> _Aim of the task_
Each record below gets repeated exactly, and pictures stay out of the copy.
[Start of Attachment]
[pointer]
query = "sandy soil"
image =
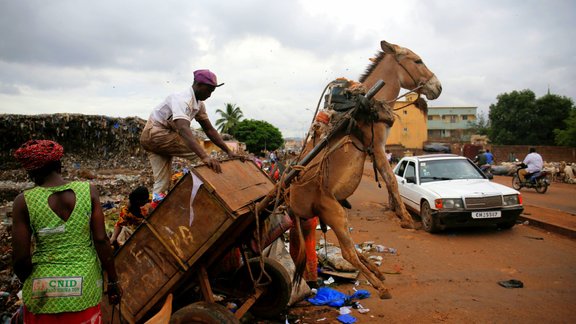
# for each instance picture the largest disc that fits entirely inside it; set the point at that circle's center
(453, 277)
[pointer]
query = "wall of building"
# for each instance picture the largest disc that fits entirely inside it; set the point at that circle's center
(549, 153)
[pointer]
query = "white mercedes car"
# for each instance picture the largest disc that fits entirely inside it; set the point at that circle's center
(448, 190)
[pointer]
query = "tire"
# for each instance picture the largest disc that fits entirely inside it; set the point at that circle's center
(506, 225)
(541, 185)
(274, 300)
(429, 223)
(203, 312)
(516, 182)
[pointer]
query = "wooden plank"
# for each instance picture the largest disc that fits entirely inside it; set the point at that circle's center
(239, 184)
(153, 261)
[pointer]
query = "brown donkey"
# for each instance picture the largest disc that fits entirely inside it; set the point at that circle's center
(335, 173)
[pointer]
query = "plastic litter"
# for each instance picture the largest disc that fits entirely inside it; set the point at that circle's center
(512, 283)
(346, 318)
(345, 310)
(334, 298)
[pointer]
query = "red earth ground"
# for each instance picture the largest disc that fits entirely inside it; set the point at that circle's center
(452, 277)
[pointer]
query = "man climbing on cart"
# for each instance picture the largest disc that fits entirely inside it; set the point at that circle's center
(167, 132)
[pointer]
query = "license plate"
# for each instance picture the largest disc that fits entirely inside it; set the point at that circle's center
(487, 214)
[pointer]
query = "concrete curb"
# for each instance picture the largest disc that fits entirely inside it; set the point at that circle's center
(554, 228)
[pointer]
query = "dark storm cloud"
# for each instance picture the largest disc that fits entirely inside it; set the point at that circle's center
(98, 34)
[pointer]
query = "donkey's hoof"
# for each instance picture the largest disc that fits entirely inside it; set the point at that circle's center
(384, 293)
(408, 224)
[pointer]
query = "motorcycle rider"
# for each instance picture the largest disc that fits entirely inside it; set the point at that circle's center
(534, 164)
(489, 157)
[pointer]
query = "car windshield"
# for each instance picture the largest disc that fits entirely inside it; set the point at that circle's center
(439, 170)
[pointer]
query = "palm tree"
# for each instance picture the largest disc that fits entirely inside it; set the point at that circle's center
(229, 118)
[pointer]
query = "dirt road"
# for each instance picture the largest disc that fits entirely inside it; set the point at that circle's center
(560, 196)
(453, 277)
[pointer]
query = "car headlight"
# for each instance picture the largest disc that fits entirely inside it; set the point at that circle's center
(510, 200)
(451, 203)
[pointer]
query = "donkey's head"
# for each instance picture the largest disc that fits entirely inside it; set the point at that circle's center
(412, 73)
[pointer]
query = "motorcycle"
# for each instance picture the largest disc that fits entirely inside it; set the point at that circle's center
(487, 170)
(538, 180)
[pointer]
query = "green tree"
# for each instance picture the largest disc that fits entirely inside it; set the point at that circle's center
(480, 126)
(518, 118)
(258, 135)
(229, 118)
(567, 137)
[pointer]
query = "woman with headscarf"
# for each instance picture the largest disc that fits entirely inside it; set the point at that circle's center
(62, 274)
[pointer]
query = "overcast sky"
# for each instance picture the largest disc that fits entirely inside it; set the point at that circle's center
(121, 58)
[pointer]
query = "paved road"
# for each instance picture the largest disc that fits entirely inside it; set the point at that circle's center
(452, 277)
(560, 196)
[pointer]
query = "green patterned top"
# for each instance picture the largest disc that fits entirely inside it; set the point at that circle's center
(66, 273)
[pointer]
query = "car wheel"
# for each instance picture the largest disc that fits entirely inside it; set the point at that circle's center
(429, 223)
(516, 182)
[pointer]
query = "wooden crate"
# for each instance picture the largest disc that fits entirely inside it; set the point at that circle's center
(165, 250)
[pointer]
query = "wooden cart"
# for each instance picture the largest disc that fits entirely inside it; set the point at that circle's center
(174, 252)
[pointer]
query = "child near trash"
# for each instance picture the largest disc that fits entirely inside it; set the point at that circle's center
(131, 215)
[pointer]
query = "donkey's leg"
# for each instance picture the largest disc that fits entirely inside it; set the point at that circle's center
(333, 215)
(394, 195)
(373, 268)
(385, 170)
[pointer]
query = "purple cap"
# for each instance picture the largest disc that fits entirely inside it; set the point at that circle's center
(206, 77)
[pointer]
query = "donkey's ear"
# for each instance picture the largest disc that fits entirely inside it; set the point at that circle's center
(387, 47)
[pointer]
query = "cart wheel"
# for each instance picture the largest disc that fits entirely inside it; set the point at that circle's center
(274, 300)
(203, 312)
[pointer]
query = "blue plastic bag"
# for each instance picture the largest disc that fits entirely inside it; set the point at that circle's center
(346, 319)
(334, 298)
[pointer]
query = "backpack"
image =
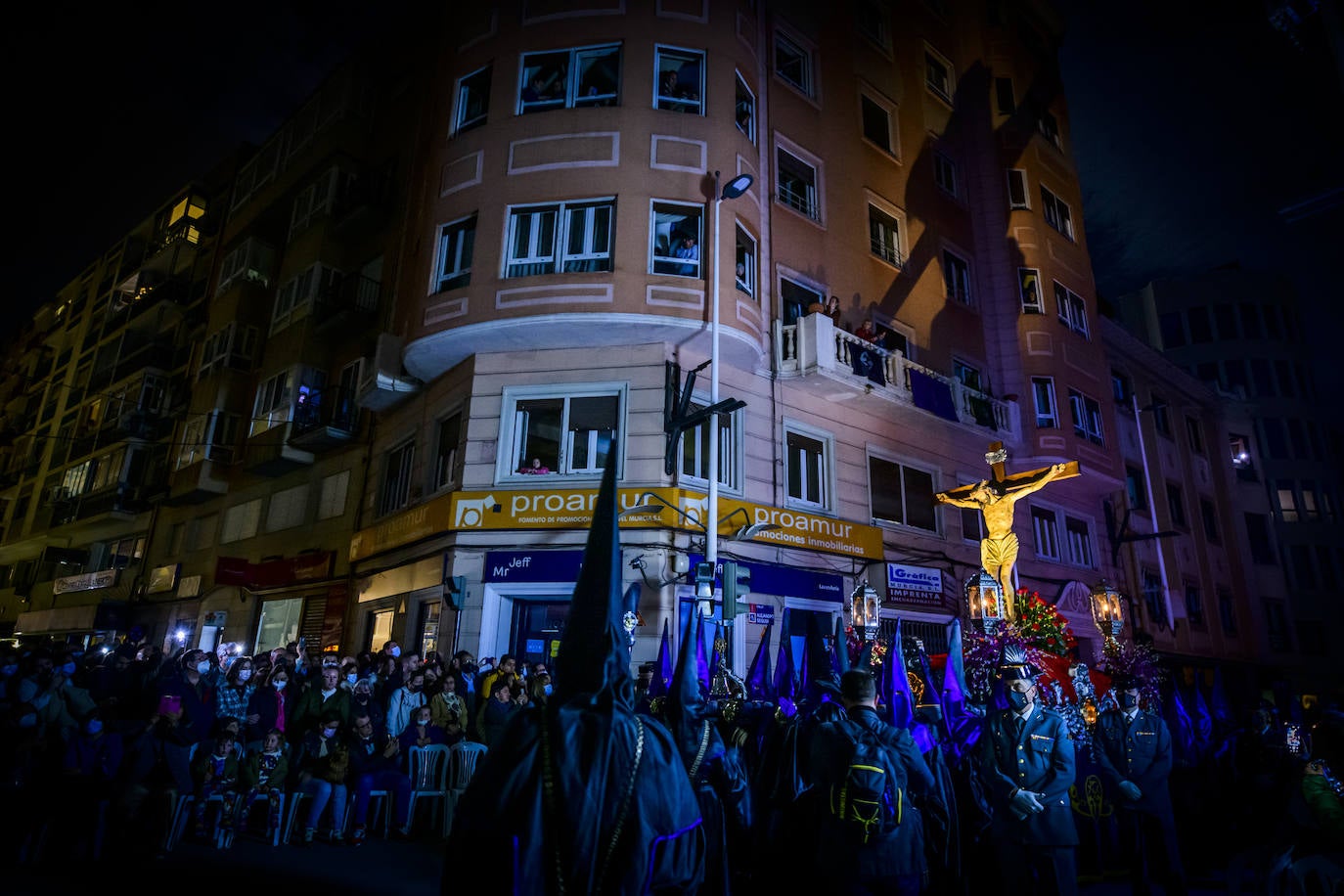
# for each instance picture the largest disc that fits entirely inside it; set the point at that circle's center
[End of Attachment]
> _Result of this task_
[pointer]
query = "sandy soil"
image =
# for each instance picture the largest disc that fits entirely inside it; set the point at that circle's center
(453, 277)
[pointer]
query = "wall of building"
# for each instance picture the largest disc that fits entirely inside it; set the point at that circle's center
(549, 153)
[pointer]
query = "white mercedes car"
# for each instance picture the largest disc that fits entirely inside it; set the point at that circle's center
(448, 190)
[pointer]
query = "tire"
# for each instance picture the largest disc that fits entirely inside it; set the point at that circle's center
(506, 225)
(541, 185)
(274, 300)
(429, 223)
(203, 312)
(516, 182)
[pointer]
query = "wooden plank"
# for each instance picture the largest disc that fits entirely inside it; set the point at that circle's center
(239, 184)
(153, 261)
[pointer]
query = "brown donkey"
# for each instance picture the largest disc that fits entirely inside it; set the point at that circle's center
(335, 173)
[pointer]
query = "plastic litter"
# for each instance picture the largest disc that fits entirely inside it; set the point at that circle's center
(512, 283)
(346, 318)
(345, 310)
(334, 298)
[pointer]
query = "red earth ground"
# for each instance picture the largest disc that fits entirely inside it; set the point at that circle's center
(452, 277)
[pointer]
query = "man climbing on cart"
# for each instance picture the largest disc that fits entirely inside it; set the point at that circle's center
(167, 132)
[pointer]
query = "license plate"
# for each instance picture the largest disc that fits entirely inside it; set the point at that circle's center
(487, 214)
[pointer]
query = "concrete curb"
# for each instance picture the largest disc that fits entirely inside it; set the point at that circle's center
(554, 228)
[pointer]
query = "dark storm cloud"
# for each instance picture the largest disc that fits entirely inside it; set the point at that circle's center
(98, 34)
[pointer]
query = "donkey's hoof"
# for each instance picture the largest disc that fits entirely inside it; set the point at that circle's center
(384, 293)
(408, 224)
[pointer]
query = "motorcycle rider"
# for each instance picture the largest disc that fits entirely inside it; set the point at that circle's center
(534, 164)
(489, 157)
[pointer]
query = "car windshield"
# for each instance picture the largest disc that fits entirely inside it; set the point at that circle's center
(439, 170)
[pointer]
query = "palm tree"
# for each instance picture the largest disc that fits entirely inside it; set the point at that circle's center
(229, 118)
[pointer]
query = "dirt road"
# for each instance picture the largest disc that fits entirely inside it; set the point at that circle's center
(560, 196)
(453, 277)
[pointer]
query = "car headlight"
# for each instance picture the largest disc that fits entirely inside it; set the point at that circle's center
(510, 200)
(451, 203)
[pointer]
query = "donkey's head"
# for each instance picture the largest disc that fits entirely inside it; set the point at that circle's center
(412, 73)
[pointer]
query = "motorcycle"
# for each instance picture the largest disc that fits entirely inside it; set the point at that circle's center
(487, 170)
(538, 180)
[pointer]
query = "green tree"
# for each instance picture the largest disc that fits entirely inside it; set the point at that circle's center
(480, 126)
(518, 118)
(258, 135)
(229, 118)
(567, 137)
[pointer]
query = "woman with headscarf"
# for each instance picture the largest disc that fits entirely inside it; set the point at that circle's center
(62, 274)
[pointer]
query = "overcast sky"
# for each instance picture the largest disc that fits entirely inside it; set the point at that circle's center
(121, 58)
[pointer]
query = "paved road"
# for each instance picture the largest disc that fits entirely inside it; set the point at that circle's center
(452, 277)
(560, 196)
[pointer]
query = "green patterned top"
# for each instance picture the largest disc that fits entirely inside it; set the point at that circle's center
(66, 273)
[pointer]
query = "car wheel"
# for each instance picture the largest disc that fits entirely inside it; set the point at that circle's center
(429, 223)
(516, 182)
[pointer]
query = "wooden crate"
# for each instance picture the largest disc that fits entirely inside it; set the point at that circle's center
(165, 250)
[pointer]
query = "wooden cart"
# for each instance picture the largest disc that fits entirely inside it; set the point at that circle's center
(174, 252)
[pointer]
query = "child near trash"
# for each instance picture the largest disc that fits entirely inside it; set the point at that circle's center
(131, 215)
[pointer]
query = "donkey's leg"
# for each instance picture the largest disc that fits entirely inside it; set the point at that circle's center
(333, 215)
(394, 195)
(373, 268)
(385, 170)
[pointer]
query = "purple cap"
# for each instance picture the largest disc that fits entirely inside it; set the point at that circle's center
(206, 77)
[pointer]
query = "donkey's ear"
# for each instance picture the largest disc that fits entirely inside it; set the point at that circle's center
(387, 47)
[pointer]
query = "cart wheel"
# for each instance picture the largest disc that fits entirely inside it; set the point at that circle's center
(274, 300)
(203, 312)
[pointer]
query = "blue plastic bag"
# for each instance picture the largest disc that fits entirely inside it; set the point at that circle's center
(346, 319)
(334, 298)
[pointer]
query = "backpack"
image =
# for each instance picture the largest disc that fits entirely inside it; set the point at that circle's center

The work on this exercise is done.